- REQUIRED TASK
Copy exactly the run of lines that begins at the line with "Can you find the man's face?" and ends at the final line of the entries.
--- BEGIN INFORMATION SUPPLIED ---
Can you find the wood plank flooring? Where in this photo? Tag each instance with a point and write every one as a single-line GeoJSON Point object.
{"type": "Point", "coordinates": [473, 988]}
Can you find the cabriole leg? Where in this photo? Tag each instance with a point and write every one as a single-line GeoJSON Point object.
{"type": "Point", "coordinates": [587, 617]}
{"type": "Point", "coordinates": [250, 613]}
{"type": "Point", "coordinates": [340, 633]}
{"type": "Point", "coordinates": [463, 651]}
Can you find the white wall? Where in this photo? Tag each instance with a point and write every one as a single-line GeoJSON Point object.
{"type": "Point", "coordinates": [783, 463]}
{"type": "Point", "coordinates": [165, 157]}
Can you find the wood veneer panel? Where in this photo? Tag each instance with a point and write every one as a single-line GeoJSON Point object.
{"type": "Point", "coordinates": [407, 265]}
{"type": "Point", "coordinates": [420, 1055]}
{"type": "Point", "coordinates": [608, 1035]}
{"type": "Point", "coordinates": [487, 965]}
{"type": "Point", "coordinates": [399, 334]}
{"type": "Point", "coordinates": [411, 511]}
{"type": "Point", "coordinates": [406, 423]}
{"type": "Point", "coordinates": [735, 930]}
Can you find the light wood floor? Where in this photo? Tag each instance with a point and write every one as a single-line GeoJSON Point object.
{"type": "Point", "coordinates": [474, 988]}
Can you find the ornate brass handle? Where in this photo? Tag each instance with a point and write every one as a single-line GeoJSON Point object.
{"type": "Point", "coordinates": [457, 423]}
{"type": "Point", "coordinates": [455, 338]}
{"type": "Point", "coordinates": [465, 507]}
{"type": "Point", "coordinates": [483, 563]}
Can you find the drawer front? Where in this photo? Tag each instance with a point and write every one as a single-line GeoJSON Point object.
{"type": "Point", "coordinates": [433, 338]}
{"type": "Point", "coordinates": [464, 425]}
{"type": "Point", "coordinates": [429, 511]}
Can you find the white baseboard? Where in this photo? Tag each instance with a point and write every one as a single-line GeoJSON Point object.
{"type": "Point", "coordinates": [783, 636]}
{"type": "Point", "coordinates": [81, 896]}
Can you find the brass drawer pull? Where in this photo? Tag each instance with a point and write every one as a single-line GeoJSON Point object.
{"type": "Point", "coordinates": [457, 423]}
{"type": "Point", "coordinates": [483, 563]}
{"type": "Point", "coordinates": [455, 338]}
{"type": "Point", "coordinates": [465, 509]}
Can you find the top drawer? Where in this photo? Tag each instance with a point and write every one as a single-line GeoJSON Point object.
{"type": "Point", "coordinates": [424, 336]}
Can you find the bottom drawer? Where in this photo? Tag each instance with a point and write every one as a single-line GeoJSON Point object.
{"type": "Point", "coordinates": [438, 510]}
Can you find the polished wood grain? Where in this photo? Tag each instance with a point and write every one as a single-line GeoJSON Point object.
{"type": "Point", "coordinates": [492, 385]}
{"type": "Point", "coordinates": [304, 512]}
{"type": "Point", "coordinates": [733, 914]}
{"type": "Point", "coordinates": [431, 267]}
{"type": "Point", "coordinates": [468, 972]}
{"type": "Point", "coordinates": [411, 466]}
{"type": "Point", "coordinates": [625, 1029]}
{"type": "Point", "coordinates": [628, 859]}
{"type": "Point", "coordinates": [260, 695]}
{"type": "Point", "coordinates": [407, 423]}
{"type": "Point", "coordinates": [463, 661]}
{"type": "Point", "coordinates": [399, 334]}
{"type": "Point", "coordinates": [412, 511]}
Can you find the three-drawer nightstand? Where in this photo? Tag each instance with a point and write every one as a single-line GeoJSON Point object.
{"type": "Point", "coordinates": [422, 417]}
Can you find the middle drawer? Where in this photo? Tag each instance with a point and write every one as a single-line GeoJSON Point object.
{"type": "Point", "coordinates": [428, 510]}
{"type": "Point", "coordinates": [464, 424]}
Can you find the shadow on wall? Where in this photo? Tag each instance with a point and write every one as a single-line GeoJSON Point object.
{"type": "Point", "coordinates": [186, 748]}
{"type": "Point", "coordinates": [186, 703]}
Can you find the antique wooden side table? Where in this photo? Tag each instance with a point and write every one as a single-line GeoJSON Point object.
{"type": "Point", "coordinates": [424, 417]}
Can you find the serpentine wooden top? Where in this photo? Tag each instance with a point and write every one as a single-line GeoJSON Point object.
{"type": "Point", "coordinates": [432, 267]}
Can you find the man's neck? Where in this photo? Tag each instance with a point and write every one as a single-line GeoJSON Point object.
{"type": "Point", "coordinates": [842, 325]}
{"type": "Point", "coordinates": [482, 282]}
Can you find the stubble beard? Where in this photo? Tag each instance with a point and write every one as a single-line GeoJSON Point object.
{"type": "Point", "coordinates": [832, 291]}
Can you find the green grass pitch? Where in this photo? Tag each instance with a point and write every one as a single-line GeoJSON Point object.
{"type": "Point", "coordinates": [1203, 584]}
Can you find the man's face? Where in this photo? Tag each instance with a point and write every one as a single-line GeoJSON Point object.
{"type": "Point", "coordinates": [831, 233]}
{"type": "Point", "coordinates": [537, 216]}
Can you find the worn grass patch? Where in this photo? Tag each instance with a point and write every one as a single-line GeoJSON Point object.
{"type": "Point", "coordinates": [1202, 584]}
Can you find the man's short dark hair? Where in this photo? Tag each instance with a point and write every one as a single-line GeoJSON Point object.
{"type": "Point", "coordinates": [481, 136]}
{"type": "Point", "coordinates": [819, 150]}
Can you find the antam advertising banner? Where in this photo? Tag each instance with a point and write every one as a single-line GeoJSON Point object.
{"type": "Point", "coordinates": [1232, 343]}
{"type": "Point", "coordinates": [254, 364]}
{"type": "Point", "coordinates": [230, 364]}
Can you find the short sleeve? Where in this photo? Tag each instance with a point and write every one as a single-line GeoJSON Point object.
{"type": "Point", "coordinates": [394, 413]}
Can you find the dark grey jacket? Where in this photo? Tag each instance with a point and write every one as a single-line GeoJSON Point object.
--- END INFORMATION SUPPLIED ---
- WRITTEN RESPONSE
Can you find the man's face? Where in this photo? Tag each instance with a point and write every one as a single-line GeoJSON Point object.
{"type": "Point", "coordinates": [831, 233]}
{"type": "Point", "coordinates": [537, 216]}
Can you find the worn grass patch? Where in this photo? Tag each instance with a point and write every one as a single-line GeoJSON Point object.
{"type": "Point", "coordinates": [1202, 584]}
Can you find the man's short dark hair? Where in this photo? Tag each instance with a point and write every one as a single-line GeoJSON Point object.
{"type": "Point", "coordinates": [481, 136]}
{"type": "Point", "coordinates": [819, 150]}
Can you find the antam advertising banner? Where in this photo? Tag each instance with a point and write every one as a single-line GeoJSON Point object.
{"type": "Point", "coordinates": [1232, 343]}
{"type": "Point", "coordinates": [254, 364]}
{"type": "Point", "coordinates": [230, 364]}
Can you find the short sleeve? Where in this photo? Tag each instance with a point and write every one as a single-line GeoJSON Point object.
{"type": "Point", "coordinates": [394, 413]}
Can you find the dark grey jacket? Where in this photo? Tag each instance with a point and write every one as a single-line GeoJSON Point object.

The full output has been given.